* [To do]: No line before the one containing "Place one point per instance of the suv front" should appear; that line and all lines after it, through the end of the data, are to be set down exactly.

* [Referring expression pointing data]:
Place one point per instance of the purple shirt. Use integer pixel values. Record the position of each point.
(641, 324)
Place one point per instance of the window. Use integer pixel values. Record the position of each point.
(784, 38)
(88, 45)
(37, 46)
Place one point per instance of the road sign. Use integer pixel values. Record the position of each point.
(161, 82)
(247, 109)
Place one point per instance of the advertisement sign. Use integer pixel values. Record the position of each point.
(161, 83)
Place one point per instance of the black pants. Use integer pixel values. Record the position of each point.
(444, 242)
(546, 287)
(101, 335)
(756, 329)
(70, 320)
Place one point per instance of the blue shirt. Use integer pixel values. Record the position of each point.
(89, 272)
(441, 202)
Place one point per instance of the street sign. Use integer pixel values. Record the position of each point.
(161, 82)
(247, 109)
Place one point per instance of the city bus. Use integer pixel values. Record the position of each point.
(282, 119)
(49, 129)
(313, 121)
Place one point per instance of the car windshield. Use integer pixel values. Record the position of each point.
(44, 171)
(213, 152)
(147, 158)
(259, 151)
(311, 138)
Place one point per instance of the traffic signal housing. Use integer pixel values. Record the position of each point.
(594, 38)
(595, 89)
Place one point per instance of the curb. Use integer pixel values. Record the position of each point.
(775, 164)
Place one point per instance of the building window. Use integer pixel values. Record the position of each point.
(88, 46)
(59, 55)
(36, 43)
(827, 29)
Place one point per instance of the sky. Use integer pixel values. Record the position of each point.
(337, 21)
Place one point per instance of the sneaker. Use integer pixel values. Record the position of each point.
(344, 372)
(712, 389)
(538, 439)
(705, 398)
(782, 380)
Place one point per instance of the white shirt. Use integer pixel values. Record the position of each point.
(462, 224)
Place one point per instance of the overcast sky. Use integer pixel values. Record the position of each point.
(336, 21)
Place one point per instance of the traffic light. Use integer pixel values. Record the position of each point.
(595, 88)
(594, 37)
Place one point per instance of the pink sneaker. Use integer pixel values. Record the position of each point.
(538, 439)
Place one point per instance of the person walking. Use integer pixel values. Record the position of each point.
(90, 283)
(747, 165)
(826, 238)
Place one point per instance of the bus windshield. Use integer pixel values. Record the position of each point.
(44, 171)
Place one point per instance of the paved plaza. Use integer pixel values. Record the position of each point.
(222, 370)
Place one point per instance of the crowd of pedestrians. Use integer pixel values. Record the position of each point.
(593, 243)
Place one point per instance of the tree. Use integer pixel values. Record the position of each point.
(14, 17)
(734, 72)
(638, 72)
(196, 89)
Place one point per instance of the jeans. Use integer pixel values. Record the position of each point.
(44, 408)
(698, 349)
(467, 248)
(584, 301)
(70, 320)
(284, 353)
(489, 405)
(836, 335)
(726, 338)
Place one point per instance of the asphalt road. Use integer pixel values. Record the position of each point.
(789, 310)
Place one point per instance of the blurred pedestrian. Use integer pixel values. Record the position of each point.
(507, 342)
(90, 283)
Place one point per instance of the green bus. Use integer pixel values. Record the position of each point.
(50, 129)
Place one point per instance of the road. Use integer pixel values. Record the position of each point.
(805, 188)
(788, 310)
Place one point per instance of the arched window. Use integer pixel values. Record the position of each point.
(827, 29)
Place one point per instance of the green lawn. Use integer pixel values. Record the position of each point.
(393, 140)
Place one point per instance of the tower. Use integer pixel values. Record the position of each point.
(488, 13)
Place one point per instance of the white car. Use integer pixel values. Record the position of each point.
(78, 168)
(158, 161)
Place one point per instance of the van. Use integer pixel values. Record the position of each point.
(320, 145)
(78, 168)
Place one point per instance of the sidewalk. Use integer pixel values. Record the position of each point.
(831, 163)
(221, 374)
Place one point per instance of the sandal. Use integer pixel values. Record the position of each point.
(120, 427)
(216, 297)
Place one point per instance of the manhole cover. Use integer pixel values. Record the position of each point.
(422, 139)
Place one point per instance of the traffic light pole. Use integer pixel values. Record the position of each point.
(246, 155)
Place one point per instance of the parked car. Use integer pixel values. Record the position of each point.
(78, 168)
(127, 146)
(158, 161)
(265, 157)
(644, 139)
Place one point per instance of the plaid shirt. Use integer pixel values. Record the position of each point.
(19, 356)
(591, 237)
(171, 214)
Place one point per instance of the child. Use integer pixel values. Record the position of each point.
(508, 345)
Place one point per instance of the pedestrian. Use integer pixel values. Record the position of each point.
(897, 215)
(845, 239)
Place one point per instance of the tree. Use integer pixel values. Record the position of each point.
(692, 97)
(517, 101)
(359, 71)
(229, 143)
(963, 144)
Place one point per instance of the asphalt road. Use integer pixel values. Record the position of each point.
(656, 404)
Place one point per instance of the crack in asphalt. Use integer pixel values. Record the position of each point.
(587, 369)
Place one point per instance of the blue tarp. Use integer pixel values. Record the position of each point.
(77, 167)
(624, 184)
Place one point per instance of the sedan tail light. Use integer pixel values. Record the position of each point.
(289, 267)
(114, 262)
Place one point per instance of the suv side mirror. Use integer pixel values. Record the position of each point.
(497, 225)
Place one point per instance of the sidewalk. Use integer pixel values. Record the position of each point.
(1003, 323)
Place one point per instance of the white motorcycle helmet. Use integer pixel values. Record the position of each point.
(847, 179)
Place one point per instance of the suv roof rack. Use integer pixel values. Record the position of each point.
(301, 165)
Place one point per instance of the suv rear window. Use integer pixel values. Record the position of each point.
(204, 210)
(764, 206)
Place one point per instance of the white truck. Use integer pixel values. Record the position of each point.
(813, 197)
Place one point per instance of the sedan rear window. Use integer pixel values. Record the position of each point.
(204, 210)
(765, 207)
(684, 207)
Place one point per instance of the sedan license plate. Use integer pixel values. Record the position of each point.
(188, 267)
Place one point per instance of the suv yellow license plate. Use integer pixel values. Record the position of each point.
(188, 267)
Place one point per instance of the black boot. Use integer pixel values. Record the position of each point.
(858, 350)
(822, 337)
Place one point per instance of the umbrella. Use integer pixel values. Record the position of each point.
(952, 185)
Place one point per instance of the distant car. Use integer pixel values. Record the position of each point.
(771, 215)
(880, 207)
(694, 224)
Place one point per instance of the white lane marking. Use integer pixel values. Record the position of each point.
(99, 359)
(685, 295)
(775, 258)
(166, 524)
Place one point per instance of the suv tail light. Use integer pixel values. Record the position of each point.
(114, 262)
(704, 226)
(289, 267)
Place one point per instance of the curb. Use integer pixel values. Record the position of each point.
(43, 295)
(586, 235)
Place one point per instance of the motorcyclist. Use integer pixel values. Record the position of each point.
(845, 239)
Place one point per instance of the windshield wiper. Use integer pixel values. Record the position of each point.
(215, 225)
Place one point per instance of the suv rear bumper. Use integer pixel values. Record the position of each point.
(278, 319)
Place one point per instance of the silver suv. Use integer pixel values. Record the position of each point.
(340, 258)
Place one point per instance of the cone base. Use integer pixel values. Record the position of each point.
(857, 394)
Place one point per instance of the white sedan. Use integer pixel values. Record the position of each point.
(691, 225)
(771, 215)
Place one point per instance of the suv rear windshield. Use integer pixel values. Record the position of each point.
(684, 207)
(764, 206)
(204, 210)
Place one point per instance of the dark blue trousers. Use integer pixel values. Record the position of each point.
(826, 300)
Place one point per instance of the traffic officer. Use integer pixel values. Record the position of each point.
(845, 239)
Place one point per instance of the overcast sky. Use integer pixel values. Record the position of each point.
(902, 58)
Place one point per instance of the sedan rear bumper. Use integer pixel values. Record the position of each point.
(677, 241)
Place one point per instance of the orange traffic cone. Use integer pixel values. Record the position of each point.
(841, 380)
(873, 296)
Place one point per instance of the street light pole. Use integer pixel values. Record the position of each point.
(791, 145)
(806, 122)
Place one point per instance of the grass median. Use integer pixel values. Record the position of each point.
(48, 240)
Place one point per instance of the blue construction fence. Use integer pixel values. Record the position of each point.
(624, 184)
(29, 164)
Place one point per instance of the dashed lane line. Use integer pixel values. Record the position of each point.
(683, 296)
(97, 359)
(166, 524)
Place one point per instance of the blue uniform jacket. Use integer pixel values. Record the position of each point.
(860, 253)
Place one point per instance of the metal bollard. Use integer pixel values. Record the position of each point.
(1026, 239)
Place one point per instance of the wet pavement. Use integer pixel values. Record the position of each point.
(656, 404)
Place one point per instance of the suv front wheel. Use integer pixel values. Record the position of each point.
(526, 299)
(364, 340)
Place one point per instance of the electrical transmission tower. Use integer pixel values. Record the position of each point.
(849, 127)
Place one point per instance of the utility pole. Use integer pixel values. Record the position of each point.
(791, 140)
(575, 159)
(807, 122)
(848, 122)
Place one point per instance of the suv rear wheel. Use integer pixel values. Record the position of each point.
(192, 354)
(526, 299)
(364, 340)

* [Written answer]:
Place one point per instance of the suv front wheel. Use integer pixel values. Record the position of each point.
(526, 299)
(364, 340)
Place one point per instance of the electrical transmission tower. Use integer pixel values. Record the position of each point.
(849, 127)
Place one point per instance of the utility pole. Use integer pixel values. Record the position of each point.
(791, 140)
(575, 159)
(807, 122)
(848, 122)
Place one point per instance of the suv rear wheel. Use integer pixel values. Record the position of each point.
(192, 354)
(526, 299)
(364, 340)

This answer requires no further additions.